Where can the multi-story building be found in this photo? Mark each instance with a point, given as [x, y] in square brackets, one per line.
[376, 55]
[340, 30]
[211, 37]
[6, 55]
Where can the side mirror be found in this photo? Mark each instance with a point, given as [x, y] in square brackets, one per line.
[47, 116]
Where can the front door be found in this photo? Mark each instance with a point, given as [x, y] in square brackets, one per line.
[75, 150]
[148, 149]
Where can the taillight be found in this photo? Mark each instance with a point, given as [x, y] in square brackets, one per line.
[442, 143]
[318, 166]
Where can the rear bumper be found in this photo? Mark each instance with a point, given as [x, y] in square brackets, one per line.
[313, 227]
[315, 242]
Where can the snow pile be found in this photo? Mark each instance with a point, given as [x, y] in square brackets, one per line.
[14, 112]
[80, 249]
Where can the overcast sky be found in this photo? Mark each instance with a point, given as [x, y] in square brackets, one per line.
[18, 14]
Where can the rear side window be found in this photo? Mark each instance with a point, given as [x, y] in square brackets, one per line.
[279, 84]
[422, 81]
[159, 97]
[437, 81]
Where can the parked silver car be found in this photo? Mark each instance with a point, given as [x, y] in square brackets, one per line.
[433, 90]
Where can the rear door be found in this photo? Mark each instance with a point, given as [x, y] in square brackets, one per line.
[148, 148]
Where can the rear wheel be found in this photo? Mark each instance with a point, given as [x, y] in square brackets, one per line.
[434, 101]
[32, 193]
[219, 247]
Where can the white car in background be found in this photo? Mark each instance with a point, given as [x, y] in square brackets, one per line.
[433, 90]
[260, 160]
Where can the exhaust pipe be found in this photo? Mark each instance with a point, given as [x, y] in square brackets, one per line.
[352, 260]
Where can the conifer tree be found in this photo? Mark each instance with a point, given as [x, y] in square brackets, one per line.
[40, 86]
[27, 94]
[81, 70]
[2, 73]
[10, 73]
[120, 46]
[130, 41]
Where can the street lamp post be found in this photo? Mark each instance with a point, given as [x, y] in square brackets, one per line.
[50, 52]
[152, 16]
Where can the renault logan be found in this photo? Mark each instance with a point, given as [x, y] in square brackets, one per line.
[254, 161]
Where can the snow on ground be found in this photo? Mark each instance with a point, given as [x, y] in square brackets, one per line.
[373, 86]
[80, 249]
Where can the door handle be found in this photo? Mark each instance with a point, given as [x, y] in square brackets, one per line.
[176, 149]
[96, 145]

Task:
Set down each record above without changing a single word.

Worked solution:
Where can the multi-story building be found in this photo? Mark each instance with a point, given as [x, y] in square brackets, one per line.
[376, 55]
[340, 30]
[211, 37]
[6, 55]
Where can the side mirror be found in this photo? Mark each instance with a point, given as [x, y] in square brackets, one per line.
[47, 116]
Where can the front door be found in this photo? Mark each instance with a point, given as [x, y] in square brackets, one per line.
[75, 150]
[148, 149]
Where can the taillight be found in this photo? Mark each instance with a point, given as [x, y] in square brackets, one per line.
[442, 143]
[318, 166]
Where can the rear bumper be found in this photo? Mark each instance with a point, given as [x, y] in square brackets, one per line.
[313, 227]
[315, 242]
Where can the snow pile be found in this photo? Mark each instance with a point, given as [x, y] in square brackets, one per line.
[14, 112]
[80, 249]
Where can the overcast sky be found in this photo? Mark each instance with a point, given as [x, y] in square brackets, one per line.
[18, 14]
Where can the rear side window be found in this photo? Mark each instance with a point, given as [x, y] in square brackets, one per line.
[279, 84]
[422, 81]
[159, 97]
[437, 81]
Where can the parked silver car be found in this photo? Mark each instance with a point, given as [x, y] in square brackets, one per line.
[433, 90]
Where can the rear door be found in this photo? Mark each instance with a point, given as [x, y] in square brackets, one per line.
[148, 148]
Where can the rear wheel be found in this photo? Mark each instance with a point, given as [x, y] in square brackets, one per line.
[434, 101]
[32, 193]
[219, 247]
Where can the white car in background be found in this photo? Mark each instance with a point, given as [x, y] in square brackets, one per line.
[433, 90]
[260, 160]
Where can the exhaust pipe be found in this photo? Mark each instance with a point, given as [x, y] in square brackets, one per line.
[352, 260]
Where can the conifer tree be found in this photo? Mark each instance with a point, given as [x, y] in square brackets, one per line.
[40, 86]
[27, 94]
[81, 70]
[2, 73]
[10, 73]
[120, 46]
[130, 41]
Where can the street lamp post be found in this photo? Mark each instance with a point, given as [x, y] in square brackets, one per line.
[50, 52]
[152, 16]
Where can the renault logan be found in this photo? Mark each instance with a point, given as [x, y] in square brackets, one per line.
[254, 161]
Where can the snow on ground be found in this photo? Mark each instance with a point, given as [x, y] in square brackets, one per line.
[373, 86]
[80, 249]
Where can the door handle be found in this photo? Mark each instance with a point, given as [x, y] in square brackets, one per line.
[176, 149]
[96, 145]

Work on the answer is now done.